**Consigne 1**
Réécrivez les enregistrements de la ligne contenant « Q: In the image above, where is the dog's back » jusqu'à la fin des enregistrements, en remplaçant « dog's back » par « dog's tail » sans rien changer d'autre.

★ ★ ★ ★ ★ ★ ★

"Jean-Luc Mélenchon est trop stratège pour que chaque mot prononcé n'ait pas été pesé"

Publié le 8 juin 2021 à 6h11

Source : TF1 Info

INTERVIEW - Jean-Luc Mélenchon a-t-il tenu des propos complotistes, liant terrorisme et élection présidentielle ? Décryptage avec Sylvain Delouvée, spécialiste de la question.

Les propos de Jean-Luc Mélenchon sont-ils un dérapage complotiste ? Cela ne fait aucun doute pour l'ensemble de la classe politique - à l'exception de son mouvement - qui, depuis 24 heures, ne cesse de dénoncer ses propos tenus dimanche sur franceinfo, liant terrorisme et élection présidentielle. "Vous verrez que dans la dernière semaine de la campagne présidentielle nous aurons un grave incident, ou un meurtre. Ça a été Merah en 2012, l’attentat la dernière semaine sur les Champs-Élysées (…) Avant on avait eu papi Voise, dont plus personne n’a jamais entendu parler après. Tout ça, c’est écrit d’avance. Nous aurons le petit personnage sorti du chapeau, nous aurons l’événement gravissime qui va une fois de plus permettre de montrer du doigt les musulmans et d’inventer une guerre civile", avait déclaré le député, assurant ensuite avoir été mal compris.

★ ★ ★ ★ ★ ★ ★

**Consigne 2**
Indiquez si chacune des affirmations suivantes est conforme à l'article sur Jean-Luc Mélenchon, en répondant par oui ou par non et en citant les mots décisifs du texte.
(a) Les propos du député ont été tenus un dimanche sur franceinfo.
(b) L'ensemble de la classe politique, sans aucune exception, dénonce ses propos.
(c) Jean-Luc Mélenchon cite Merah comme exemple de l'année 2017.

**Données de l'exercice**

★ ★ ★ ★ ★ ★ ★

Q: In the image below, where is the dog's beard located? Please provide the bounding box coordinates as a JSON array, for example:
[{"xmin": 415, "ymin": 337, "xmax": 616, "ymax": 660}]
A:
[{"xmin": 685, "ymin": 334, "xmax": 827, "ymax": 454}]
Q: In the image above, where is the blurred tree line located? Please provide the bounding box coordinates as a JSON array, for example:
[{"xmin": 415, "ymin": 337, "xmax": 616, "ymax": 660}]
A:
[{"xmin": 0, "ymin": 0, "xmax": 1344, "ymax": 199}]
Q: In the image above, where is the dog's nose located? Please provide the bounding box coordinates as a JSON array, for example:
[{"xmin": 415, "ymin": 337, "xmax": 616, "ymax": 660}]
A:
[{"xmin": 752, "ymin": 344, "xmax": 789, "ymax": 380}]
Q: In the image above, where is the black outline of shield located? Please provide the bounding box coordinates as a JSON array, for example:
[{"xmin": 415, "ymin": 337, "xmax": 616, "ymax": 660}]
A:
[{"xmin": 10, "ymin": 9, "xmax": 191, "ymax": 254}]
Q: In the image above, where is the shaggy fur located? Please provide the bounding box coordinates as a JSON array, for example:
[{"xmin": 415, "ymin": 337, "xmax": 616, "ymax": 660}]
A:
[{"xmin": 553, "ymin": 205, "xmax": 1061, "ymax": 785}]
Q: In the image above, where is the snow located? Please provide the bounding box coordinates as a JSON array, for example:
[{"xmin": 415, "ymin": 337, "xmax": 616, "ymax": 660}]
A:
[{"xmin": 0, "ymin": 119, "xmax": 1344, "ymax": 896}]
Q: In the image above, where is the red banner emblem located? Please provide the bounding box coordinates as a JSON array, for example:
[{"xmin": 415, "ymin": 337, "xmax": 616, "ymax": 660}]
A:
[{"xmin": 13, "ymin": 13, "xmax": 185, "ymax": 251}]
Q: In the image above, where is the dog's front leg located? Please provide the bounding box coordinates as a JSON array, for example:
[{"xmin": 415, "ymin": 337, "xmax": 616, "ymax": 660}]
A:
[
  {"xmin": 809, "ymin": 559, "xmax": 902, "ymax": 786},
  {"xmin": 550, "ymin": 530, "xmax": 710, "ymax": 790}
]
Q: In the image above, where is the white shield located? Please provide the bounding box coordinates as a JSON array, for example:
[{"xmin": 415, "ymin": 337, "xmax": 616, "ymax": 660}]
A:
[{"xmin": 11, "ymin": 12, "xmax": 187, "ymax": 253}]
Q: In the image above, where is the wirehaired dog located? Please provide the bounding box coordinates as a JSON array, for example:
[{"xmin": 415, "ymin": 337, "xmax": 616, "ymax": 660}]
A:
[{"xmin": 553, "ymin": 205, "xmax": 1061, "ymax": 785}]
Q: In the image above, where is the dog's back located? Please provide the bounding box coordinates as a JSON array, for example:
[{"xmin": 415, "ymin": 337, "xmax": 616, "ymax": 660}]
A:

★ ★ ★ ★ ★ ★ ★

**Réponse attendue 1**
Q: In the image above, where is the dog's tail located? Please provide the bounding box coordinates as a JSON array, for example:
[{"xmin": 415, "ymin": 337, "xmax": 616, "ymax": 660}]
A:

**Réponse attendue 2**
(a) Oui : « ses propos tenus dimanche sur franceinfo ».
(b) Non : « à l'exception de son mouvement ».
(c) Non : « Ça a été Merah en 2012 ».